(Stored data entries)
-=-=-=-=-

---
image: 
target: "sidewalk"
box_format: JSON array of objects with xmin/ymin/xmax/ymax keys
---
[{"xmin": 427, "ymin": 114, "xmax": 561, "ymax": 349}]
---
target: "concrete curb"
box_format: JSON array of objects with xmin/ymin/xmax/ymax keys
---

-=-=-=-=-

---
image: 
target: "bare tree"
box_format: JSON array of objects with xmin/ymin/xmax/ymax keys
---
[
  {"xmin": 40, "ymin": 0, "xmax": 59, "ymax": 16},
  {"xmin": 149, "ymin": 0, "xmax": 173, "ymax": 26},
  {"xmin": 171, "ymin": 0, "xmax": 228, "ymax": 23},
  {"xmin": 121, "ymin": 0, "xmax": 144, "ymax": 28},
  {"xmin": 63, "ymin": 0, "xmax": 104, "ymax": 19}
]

-=-=-=-=-

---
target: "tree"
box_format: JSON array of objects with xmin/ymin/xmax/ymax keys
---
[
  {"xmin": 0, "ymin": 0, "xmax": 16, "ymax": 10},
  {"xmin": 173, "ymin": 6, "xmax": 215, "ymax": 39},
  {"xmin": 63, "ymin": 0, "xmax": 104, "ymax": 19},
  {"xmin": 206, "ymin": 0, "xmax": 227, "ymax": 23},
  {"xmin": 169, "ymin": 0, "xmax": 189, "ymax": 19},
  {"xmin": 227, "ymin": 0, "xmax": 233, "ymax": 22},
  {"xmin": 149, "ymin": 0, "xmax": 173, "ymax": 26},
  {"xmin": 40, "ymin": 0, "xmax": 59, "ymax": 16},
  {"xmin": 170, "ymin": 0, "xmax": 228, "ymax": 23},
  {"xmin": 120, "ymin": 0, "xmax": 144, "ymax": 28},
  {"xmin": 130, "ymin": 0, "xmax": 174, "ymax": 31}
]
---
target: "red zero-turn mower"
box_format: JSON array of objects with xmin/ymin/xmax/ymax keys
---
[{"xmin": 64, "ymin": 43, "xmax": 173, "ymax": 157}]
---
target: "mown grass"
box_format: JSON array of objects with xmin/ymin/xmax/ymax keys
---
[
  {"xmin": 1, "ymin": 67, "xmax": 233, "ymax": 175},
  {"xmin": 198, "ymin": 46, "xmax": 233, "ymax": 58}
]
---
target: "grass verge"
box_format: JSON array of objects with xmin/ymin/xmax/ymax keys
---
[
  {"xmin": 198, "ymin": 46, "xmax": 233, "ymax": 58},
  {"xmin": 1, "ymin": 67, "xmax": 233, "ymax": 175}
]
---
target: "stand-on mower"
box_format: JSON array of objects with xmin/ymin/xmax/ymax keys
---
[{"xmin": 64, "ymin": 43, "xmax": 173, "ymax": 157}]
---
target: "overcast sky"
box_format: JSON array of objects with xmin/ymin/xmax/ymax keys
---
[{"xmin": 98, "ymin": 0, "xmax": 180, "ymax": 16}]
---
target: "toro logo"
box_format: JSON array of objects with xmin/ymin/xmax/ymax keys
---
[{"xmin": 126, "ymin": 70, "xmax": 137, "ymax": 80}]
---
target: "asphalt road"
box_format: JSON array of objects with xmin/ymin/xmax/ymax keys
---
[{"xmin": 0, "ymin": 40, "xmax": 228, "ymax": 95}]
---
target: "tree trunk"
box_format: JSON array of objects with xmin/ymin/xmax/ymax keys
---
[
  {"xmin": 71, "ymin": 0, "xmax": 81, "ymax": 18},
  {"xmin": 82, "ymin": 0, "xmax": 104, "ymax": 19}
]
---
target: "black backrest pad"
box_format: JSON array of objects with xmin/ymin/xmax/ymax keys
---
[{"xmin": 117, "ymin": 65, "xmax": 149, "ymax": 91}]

-=-=-=-=-

Pick out the lines above containing the word "grass", then copy them.

target: "mown grass"
target: "grass verge"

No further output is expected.